▶ **WHAT THE TASK ASKS**:
For each line of the data below that holds "coat", copy the line.

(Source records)
===

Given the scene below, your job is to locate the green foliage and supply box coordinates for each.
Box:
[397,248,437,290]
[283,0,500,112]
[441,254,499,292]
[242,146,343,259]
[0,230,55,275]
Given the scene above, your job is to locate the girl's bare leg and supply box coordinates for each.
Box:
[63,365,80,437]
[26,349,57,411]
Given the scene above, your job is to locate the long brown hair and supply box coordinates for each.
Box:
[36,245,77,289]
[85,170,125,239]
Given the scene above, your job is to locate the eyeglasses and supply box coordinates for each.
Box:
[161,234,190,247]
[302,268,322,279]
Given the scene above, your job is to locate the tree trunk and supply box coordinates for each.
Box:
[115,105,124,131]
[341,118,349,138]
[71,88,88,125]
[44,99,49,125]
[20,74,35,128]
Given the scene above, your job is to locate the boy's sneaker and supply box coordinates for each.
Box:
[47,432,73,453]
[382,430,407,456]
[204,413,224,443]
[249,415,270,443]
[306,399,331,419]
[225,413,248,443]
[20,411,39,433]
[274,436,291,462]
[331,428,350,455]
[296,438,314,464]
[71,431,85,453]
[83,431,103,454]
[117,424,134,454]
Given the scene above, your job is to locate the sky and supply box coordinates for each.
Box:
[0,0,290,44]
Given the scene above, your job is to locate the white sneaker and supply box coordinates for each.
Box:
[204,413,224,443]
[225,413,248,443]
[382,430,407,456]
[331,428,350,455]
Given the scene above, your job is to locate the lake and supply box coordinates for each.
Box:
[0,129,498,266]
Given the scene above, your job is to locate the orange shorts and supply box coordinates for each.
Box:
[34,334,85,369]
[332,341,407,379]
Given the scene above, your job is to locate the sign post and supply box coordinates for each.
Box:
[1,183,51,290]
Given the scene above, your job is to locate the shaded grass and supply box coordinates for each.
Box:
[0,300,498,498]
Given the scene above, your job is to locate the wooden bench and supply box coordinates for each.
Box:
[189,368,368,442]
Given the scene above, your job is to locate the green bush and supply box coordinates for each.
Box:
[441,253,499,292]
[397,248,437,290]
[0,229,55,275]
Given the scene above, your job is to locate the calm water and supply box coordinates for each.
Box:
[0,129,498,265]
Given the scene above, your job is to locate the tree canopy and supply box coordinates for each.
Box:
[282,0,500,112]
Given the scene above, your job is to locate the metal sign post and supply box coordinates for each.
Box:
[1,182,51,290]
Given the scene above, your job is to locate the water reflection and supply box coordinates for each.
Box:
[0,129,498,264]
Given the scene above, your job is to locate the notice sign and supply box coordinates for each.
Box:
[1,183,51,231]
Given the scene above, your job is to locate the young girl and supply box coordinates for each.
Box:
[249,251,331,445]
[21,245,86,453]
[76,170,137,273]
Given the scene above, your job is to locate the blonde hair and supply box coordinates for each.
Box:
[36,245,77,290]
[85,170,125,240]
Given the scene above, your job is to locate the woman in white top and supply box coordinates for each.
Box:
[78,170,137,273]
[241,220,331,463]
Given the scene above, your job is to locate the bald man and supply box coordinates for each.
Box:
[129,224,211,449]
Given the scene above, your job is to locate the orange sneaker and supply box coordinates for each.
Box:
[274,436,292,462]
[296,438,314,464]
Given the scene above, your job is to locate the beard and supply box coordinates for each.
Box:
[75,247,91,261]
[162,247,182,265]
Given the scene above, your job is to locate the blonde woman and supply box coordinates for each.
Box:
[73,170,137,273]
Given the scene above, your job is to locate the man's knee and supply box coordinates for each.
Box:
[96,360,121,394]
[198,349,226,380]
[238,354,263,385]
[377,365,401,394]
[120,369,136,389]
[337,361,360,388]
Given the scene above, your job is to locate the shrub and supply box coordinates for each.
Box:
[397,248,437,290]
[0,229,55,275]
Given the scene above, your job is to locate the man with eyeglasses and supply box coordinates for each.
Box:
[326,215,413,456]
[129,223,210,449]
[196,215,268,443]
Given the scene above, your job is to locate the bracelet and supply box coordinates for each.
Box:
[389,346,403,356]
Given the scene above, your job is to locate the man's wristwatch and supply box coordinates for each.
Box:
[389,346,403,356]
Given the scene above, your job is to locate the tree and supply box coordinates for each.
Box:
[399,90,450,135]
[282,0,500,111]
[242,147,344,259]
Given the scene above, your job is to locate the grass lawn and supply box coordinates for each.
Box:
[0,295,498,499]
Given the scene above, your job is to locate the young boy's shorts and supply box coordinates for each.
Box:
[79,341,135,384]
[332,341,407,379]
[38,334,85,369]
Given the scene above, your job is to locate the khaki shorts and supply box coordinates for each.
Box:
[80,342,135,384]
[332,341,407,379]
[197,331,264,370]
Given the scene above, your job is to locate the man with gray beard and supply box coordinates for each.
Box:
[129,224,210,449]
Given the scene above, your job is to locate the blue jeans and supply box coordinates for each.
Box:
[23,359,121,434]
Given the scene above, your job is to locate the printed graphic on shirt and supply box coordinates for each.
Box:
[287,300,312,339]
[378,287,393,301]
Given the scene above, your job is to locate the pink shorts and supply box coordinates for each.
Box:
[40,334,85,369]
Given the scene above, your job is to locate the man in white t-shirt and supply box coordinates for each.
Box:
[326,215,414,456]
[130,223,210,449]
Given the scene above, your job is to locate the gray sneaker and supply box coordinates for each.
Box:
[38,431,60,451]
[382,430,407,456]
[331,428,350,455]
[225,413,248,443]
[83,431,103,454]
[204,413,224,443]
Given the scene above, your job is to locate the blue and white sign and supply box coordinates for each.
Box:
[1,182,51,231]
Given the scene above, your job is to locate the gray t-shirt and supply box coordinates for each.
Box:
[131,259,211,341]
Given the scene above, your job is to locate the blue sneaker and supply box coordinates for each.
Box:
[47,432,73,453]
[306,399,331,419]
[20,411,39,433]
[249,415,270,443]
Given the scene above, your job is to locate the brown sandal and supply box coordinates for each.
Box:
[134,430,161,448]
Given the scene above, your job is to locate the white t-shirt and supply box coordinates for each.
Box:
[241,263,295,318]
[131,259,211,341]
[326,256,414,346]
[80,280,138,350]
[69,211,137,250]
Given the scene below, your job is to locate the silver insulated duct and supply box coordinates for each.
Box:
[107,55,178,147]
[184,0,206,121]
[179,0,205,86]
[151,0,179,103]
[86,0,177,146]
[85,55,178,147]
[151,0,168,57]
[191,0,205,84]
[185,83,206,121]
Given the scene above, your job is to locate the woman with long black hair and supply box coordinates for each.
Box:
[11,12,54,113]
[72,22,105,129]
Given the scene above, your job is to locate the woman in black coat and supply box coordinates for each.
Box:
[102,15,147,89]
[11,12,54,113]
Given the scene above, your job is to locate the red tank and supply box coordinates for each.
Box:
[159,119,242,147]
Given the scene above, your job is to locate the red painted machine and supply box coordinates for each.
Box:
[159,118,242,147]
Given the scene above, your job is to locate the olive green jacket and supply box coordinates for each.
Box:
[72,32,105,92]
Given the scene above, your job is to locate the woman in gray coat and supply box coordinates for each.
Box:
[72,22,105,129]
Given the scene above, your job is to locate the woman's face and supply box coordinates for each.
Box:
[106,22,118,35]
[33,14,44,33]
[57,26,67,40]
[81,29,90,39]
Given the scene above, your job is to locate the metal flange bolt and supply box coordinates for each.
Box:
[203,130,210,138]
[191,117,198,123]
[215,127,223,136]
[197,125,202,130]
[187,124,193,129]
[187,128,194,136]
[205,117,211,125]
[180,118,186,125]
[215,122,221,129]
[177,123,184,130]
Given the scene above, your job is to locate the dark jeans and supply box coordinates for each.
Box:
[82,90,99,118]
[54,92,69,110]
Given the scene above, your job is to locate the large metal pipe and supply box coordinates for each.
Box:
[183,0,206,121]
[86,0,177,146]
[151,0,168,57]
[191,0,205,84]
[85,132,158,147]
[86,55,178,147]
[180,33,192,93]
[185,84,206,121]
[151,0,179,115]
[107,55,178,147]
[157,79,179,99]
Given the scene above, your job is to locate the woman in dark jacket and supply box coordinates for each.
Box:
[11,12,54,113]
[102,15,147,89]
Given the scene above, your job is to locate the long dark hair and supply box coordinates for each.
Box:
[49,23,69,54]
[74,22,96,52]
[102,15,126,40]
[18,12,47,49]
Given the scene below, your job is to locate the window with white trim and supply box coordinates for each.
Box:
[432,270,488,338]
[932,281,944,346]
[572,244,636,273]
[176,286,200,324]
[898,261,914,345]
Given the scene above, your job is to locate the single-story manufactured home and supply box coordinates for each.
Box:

===

▶ **FINISHED EXERCISE**:
Given the scene above, your job is to locate the woman in black coat and supply box coordinates for each.
Given the scene above, your job is to locate the woman in gray coat and supply box coordinates for each.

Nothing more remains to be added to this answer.